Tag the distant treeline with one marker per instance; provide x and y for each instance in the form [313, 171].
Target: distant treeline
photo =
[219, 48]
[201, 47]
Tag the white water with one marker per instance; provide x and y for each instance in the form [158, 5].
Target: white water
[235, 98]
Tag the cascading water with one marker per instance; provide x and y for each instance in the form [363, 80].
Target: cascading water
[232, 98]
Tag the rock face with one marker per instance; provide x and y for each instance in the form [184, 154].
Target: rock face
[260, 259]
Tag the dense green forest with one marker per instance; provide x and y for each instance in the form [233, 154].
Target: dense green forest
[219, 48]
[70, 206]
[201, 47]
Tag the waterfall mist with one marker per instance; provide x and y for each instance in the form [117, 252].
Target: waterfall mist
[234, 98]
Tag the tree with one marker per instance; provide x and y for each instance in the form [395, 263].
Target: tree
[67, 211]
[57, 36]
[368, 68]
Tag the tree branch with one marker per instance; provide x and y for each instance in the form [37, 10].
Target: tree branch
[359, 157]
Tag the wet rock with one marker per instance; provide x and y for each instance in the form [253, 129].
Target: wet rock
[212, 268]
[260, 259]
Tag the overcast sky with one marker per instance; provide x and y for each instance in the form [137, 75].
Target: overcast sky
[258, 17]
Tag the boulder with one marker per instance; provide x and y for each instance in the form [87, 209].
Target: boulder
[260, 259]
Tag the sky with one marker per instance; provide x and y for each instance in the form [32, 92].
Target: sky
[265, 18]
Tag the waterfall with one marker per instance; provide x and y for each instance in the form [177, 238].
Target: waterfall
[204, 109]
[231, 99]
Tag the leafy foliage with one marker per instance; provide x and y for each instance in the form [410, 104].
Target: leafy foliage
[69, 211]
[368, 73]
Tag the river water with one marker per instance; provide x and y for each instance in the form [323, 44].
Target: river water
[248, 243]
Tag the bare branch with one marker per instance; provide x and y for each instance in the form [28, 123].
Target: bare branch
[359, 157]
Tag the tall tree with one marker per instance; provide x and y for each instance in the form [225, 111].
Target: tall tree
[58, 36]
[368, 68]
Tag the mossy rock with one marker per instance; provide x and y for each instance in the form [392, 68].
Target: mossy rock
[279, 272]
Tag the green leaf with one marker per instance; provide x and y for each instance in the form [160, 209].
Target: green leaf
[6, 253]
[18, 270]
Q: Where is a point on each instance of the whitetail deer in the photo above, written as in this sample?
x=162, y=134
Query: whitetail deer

■ WORK INSTRUCTIONS
Using the data above, return every line that contains the string "distant".

■ ANSWER TO THIS EXERCISE
Tag the distant treeline with one marker per instance; provide x and y for each instance in the form [313, 171].
Target: distant treeline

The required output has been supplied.